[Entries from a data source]
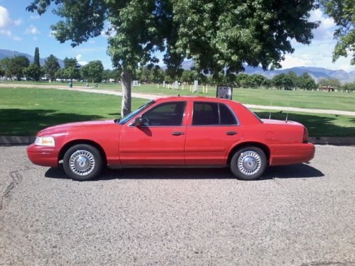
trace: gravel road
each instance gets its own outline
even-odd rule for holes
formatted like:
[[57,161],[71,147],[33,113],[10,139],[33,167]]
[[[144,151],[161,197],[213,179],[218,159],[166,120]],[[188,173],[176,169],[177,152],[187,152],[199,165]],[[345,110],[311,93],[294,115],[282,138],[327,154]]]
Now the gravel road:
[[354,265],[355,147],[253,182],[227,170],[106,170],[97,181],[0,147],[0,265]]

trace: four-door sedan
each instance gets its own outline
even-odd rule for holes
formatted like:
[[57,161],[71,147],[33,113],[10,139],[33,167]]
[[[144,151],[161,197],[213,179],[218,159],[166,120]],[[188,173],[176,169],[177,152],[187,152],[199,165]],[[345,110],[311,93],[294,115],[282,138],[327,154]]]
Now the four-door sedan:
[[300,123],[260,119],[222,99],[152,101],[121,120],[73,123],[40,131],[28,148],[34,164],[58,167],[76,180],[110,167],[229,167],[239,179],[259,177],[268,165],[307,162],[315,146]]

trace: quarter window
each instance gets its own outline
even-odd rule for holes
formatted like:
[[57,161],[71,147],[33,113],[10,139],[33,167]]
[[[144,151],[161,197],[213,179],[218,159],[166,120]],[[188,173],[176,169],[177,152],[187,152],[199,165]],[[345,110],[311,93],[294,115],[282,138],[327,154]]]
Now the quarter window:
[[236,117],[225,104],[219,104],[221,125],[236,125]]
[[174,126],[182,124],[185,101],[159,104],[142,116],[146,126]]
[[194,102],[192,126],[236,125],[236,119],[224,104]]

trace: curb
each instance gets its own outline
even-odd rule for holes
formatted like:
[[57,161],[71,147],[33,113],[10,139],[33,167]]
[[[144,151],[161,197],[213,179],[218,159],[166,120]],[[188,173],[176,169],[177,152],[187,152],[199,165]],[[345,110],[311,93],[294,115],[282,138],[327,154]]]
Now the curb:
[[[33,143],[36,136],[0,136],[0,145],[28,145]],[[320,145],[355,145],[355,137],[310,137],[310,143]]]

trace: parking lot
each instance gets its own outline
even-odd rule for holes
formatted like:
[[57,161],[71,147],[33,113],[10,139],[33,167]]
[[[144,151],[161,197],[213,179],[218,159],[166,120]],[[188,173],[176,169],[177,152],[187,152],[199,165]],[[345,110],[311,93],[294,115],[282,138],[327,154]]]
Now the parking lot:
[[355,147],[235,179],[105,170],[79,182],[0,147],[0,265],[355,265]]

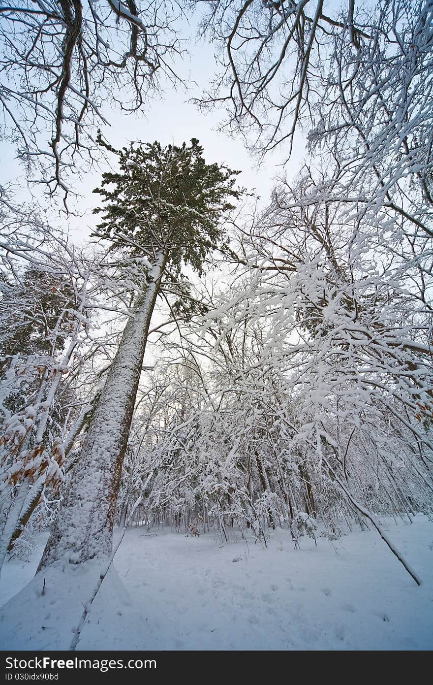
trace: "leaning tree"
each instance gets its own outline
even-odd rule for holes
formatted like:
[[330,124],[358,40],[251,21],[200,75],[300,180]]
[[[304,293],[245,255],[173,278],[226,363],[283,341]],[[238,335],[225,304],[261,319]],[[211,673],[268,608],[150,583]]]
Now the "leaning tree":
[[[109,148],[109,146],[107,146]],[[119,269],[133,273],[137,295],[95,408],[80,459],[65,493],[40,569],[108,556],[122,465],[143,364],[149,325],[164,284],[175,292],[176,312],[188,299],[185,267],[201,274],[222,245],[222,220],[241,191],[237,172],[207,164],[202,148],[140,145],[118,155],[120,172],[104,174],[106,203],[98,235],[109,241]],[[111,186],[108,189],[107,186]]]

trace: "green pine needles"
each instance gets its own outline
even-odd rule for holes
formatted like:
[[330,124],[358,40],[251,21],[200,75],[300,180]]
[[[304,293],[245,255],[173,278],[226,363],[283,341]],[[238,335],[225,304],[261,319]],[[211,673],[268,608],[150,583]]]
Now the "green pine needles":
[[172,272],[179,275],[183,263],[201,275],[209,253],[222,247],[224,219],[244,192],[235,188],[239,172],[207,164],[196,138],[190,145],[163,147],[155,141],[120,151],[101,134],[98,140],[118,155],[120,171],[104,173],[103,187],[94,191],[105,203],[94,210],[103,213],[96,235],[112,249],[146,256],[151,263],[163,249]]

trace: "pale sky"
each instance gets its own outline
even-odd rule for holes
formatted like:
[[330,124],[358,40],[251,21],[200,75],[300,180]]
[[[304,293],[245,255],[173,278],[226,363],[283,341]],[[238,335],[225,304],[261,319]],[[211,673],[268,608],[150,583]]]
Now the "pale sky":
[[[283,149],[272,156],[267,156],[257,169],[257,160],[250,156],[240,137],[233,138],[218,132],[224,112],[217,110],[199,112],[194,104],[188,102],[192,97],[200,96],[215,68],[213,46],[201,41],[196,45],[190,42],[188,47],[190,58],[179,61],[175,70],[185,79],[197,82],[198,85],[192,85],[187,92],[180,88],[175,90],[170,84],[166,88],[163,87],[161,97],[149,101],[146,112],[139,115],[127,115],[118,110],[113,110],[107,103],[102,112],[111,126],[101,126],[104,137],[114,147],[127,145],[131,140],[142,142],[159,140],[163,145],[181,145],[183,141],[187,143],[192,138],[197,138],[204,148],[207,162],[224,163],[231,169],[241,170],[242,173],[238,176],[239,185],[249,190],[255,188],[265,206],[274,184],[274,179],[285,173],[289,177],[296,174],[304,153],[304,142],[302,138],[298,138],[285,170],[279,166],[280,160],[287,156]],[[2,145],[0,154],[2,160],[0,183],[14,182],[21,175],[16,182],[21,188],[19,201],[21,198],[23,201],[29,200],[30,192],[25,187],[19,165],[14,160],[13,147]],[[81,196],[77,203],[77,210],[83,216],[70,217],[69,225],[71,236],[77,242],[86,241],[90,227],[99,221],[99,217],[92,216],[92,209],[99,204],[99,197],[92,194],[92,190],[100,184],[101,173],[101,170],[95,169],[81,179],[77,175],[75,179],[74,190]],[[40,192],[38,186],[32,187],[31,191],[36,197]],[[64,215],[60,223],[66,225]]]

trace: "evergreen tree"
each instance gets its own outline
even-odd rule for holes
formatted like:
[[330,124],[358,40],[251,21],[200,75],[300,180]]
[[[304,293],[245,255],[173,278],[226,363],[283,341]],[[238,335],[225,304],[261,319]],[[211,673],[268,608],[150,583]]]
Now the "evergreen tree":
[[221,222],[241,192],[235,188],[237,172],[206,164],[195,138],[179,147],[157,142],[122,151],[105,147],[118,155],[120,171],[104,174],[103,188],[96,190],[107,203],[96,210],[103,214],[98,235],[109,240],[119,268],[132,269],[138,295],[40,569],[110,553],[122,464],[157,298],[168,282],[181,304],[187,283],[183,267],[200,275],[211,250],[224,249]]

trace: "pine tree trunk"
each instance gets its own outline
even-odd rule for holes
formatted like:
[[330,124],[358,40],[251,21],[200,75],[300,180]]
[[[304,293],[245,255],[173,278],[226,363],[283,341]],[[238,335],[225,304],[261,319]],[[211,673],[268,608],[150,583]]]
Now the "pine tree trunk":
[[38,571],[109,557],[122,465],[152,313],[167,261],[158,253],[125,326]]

Objective
Return every line of the entries above verbatim, omitting the pictures.

Complete output
trace: gravel road
each instance gets its own outline
even-odd rule for holes
formatted like:
[[57,161],[71,147],[33,113],[10,139],[33,167]]
[[[144,151],[161,197],[213,179],[218,159],[166,120]],[[188,173],[176,169],[177,152],[187,152],[199,165]],[[345,110],[311,93],[294,115],[282,138],[327,154]]]
Now the gravel road:
[[354,265],[355,147],[253,182],[227,170],[106,170],[97,181],[0,147],[0,265]]

trace: four-door sedan
each instance gets its own outline
even-odd rule for holes
formatted like:
[[57,161],[71,147],[33,113],[10,139],[33,167]]
[[[144,151],[161,197],[213,179],[218,159],[166,120]],[[188,173],[176,169],[177,152],[187,152],[199,165]],[[345,110],[311,93],[294,115],[282,138],[327,154]]]
Now the four-door sedan:
[[300,123],[260,119],[222,99],[152,101],[121,120],[73,123],[40,131],[28,148],[34,164],[58,167],[76,180],[110,167],[229,167],[239,179],[259,177],[268,165],[307,162],[315,146]]

trace: quarter window
each instance gets its own outline
even-odd rule for holes
formatted like:
[[57,161],[71,147],[33,113],[10,139],[33,167]]
[[[144,151],[161,197],[213,179],[218,159],[166,120]],[[188,173],[176,169],[177,152],[187,152],[199,165]],[[345,110],[311,93],[294,115],[282,138],[327,154]]]
Now the quarter window:
[[236,117],[225,104],[219,104],[221,125],[236,125]]
[[174,126],[182,124],[185,101],[159,104],[142,116],[146,126]]
[[194,102],[192,126],[236,125],[236,119],[224,104]]

trace: curb
each instance gets its own outline
even-odd rule for holes
formatted like:
[[57,161],[71,147],[33,113],[10,139],[33,167]]
[[[144,151],[161,197],[213,179],[218,159],[166,120]],[[188,173],[176,169],[177,152],[187,152],[199,165]],[[345,110],[311,93],[294,115],[282,138],[327,154]]]
Now the curb:
[[[33,143],[36,136],[0,136],[0,145],[28,145]],[[320,145],[355,145],[355,137],[310,137],[310,143]]]

trace: parking lot
each instance gets its own outline
even-odd rule for holes
formatted like:
[[57,161],[71,147],[33,113],[10,139],[33,167]]
[[[144,151],[161,197],[213,179],[218,159],[166,120]],[[188,173],[176,169],[177,152],[187,152],[199,165]],[[345,110],[311,93],[294,115],[282,138],[327,154]]]
Now the parking lot:
[[355,147],[235,179],[105,170],[79,182],[0,147],[0,265],[355,265]]

trace: "leaning tree"
each instance gets its own outline
even-odd rule for holes
formatted like:
[[330,124],[358,40],[251,21],[200,75],[300,180]]
[[[304,293],[245,255],[173,278],[226,363],[283,341]],[[238,335],[225,304],[261,319]],[[211,673],[268,608],[150,583]]]
Now the "leaning tree":
[[[109,148],[109,146],[107,146]],[[119,269],[133,273],[137,295],[95,408],[80,459],[65,493],[40,569],[108,556],[122,465],[143,364],[149,325],[164,284],[175,292],[176,312],[188,299],[185,267],[201,274],[222,245],[222,220],[241,191],[237,172],[207,164],[202,148],[140,145],[118,155],[120,172],[104,174],[106,203],[98,235],[109,241]],[[111,186],[108,189],[107,186]]]

trace: "green pine needles"
each instance gets its own outline
even-odd rule for holes
formatted like:
[[330,124],[358,40],[251,21],[200,75],[300,180]]
[[[304,293],[245,255],[173,278],[226,363],[283,341]],[[238,335],[225,304],[261,319]],[[211,673],[268,608],[150,583]]]
Now the "green pine needles":
[[172,272],[179,275],[183,263],[201,275],[209,253],[222,247],[224,219],[244,192],[235,188],[239,172],[207,164],[196,138],[190,145],[163,147],[155,141],[120,151],[101,134],[98,140],[118,155],[120,171],[104,173],[103,187],[94,191],[105,203],[94,210],[103,213],[96,235],[112,249],[146,256],[151,263],[163,249]]

trace: "pale sky"
each instance gets its own outline
even-odd rule for holes
formatted like:
[[330,124],[358,40],[251,21],[200,75],[300,180]]
[[[304,293],[245,255],[173,278],[226,363],[283,341]],[[238,335],[225,304],[261,319]],[[211,673],[268,608],[150,583]]]
Now the "pale sky":
[[[283,149],[272,156],[267,156],[257,169],[257,160],[250,156],[240,137],[233,138],[218,132],[224,112],[217,110],[199,112],[194,104],[188,102],[192,97],[200,96],[215,68],[213,46],[201,41],[196,45],[190,42],[188,47],[190,58],[179,61],[175,70],[185,79],[197,82],[198,85],[192,85],[187,92],[180,88],[175,90],[170,84],[166,88],[163,87],[161,97],[149,101],[146,112],[139,115],[127,115],[118,110],[113,110],[107,103],[102,112],[111,126],[101,126],[104,137],[114,147],[127,145],[131,140],[142,142],[159,140],[163,145],[181,145],[183,141],[187,143],[192,138],[197,138],[204,148],[207,162],[224,163],[231,169],[241,170],[242,173],[238,176],[239,185],[249,190],[255,188],[265,206],[274,184],[274,179],[285,173],[289,177],[296,174],[304,153],[304,142],[302,138],[298,138],[285,170],[279,166],[280,160],[287,156]],[[2,145],[0,154],[2,160],[0,183],[14,182],[21,175],[16,182],[21,188],[19,201],[21,198],[23,201],[29,200],[30,192],[25,187],[19,165],[14,160],[13,147]],[[81,196],[77,203],[77,210],[83,216],[70,217],[69,225],[71,236],[77,242],[86,241],[90,227],[99,221],[99,217],[92,216],[92,209],[99,204],[99,197],[92,194],[92,190],[100,184],[101,173],[101,170],[95,169],[81,179],[77,175],[75,179],[74,190]],[[40,192],[38,186],[32,187],[31,191],[36,197]],[[64,215],[60,223],[66,225]]]

trace: "evergreen tree"
each instance gets its own outline
even-odd rule for holes
formatted like:
[[330,124],[358,40],[251,21],[200,75],[300,180]]
[[[304,293],[245,255],[173,278],[226,363],[283,341]],[[238,335],[225,304],[261,319]],[[211,673],[268,608],[150,583]]]
Now the "evergreen tree":
[[221,222],[241,192],[235,188],[237,172],[206,164],[195,138],[179,147],[157,142],[122,151],[105,147],[118,155],[120,171],[104,174],[103,188],[96,190],[107,203],[96,210],[103,214],[98,235],[109,240],[119,268],[132,269],[138,295],[40,569],[110,553],[122,464],[157,298],[168,282],[181,304],[187,283],[183,267],[200,275],[211,250],[224,249]]

trace: "pine tree trunk"
each instance gets its own outline
even-odd rule for holes
formatted like:
[[330,124],[358,40],[251,21],[200,75],[300,180]]
[[[304,293],[245,255],[173,278],[226,363],[283,341]],[[238,335],[225,304],[261,319]],[[211,673],[268,608],[150,583]]]
Now the "pine tree trunk":
[[38,571],[109,557],[122,465],[152,313],[167,261],[158,253],[125,326]]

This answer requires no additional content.